TO DO - Give back exactly the lines of the data below, starting with the line that has "Verify that every instance of the engine" and going on through the line that has "Verify that every instance of the wing".

LISTED ENTRIES -
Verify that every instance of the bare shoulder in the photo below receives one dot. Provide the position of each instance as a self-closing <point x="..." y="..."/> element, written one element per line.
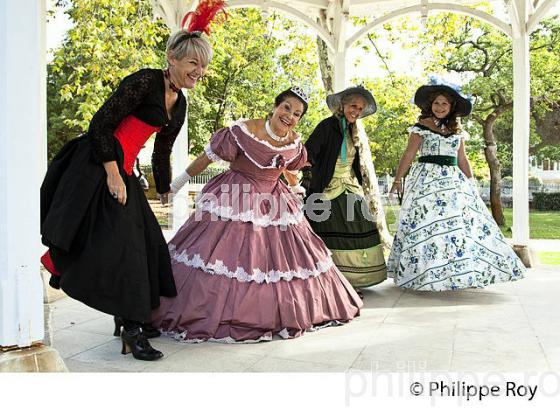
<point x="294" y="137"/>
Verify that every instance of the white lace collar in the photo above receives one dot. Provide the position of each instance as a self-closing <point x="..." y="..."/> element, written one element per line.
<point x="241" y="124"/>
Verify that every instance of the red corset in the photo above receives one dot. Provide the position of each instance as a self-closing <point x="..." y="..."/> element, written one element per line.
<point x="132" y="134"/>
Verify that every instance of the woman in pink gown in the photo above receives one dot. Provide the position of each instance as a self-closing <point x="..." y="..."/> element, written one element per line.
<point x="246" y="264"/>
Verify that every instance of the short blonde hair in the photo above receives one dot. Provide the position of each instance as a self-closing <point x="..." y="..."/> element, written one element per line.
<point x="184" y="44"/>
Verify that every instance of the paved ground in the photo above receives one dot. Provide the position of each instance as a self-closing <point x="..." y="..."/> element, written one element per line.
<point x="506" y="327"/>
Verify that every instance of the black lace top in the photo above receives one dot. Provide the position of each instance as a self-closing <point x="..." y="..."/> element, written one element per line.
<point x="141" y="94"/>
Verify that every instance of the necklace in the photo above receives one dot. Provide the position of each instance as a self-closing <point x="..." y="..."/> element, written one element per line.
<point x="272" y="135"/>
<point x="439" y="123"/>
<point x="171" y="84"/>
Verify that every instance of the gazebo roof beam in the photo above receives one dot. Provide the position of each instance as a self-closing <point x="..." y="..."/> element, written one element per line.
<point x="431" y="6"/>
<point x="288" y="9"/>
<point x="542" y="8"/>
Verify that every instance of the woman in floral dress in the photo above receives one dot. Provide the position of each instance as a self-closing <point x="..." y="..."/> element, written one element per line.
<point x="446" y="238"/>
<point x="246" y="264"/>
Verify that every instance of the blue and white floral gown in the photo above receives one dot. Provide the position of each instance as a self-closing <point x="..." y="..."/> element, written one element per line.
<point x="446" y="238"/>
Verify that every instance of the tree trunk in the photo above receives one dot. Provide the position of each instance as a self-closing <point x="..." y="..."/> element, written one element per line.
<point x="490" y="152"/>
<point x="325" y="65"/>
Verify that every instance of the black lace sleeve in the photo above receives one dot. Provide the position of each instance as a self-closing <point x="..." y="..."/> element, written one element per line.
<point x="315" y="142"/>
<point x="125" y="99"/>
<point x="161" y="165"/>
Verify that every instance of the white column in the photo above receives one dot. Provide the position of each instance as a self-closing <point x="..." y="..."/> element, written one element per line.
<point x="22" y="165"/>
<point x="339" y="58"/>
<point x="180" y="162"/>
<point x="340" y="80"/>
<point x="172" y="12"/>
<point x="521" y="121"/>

--

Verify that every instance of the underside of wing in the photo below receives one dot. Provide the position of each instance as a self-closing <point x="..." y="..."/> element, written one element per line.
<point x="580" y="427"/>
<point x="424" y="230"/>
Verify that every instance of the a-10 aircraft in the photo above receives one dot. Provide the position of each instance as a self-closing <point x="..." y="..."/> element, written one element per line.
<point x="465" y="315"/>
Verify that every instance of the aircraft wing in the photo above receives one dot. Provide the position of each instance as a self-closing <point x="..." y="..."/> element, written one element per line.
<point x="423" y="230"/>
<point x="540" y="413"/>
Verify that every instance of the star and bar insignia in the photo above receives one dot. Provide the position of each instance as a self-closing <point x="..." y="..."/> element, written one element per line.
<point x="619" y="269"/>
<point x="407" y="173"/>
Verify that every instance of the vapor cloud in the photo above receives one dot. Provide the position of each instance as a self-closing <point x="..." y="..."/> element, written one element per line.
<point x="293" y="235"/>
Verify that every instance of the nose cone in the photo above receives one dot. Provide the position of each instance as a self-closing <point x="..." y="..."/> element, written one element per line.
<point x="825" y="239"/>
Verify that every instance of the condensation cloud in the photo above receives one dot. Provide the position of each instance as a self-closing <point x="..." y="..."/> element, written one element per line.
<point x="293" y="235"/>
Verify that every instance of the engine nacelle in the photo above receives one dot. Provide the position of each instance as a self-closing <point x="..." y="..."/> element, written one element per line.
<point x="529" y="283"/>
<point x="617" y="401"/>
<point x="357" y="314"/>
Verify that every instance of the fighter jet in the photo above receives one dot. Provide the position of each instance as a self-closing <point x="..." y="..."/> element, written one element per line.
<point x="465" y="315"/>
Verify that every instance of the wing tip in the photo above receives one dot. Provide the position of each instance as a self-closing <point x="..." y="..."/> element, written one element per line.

COMPLETED TASK -
Verify that every instance of the engine nacelle in the photo above receives one dot. Provide the position of each instance as a self-closing <point x="..." y="..."/> element, written one element per line.
<point x="529" y="283"/>
<point x="617" y="401"/>
<point x="357" y="314"/>
Verify that every instance of the fighter jet in the photo above receives one dot. Provide the position of each instance as a self-closing <point x="..." y="..."/> element, written one element per line.
<point x="465" y="315"/>
Verify that every instance of the wing tip in the photo above receives one dot. Provide the position of each instance as a self-closing <point x="..." y="..."/> element, written one element per line.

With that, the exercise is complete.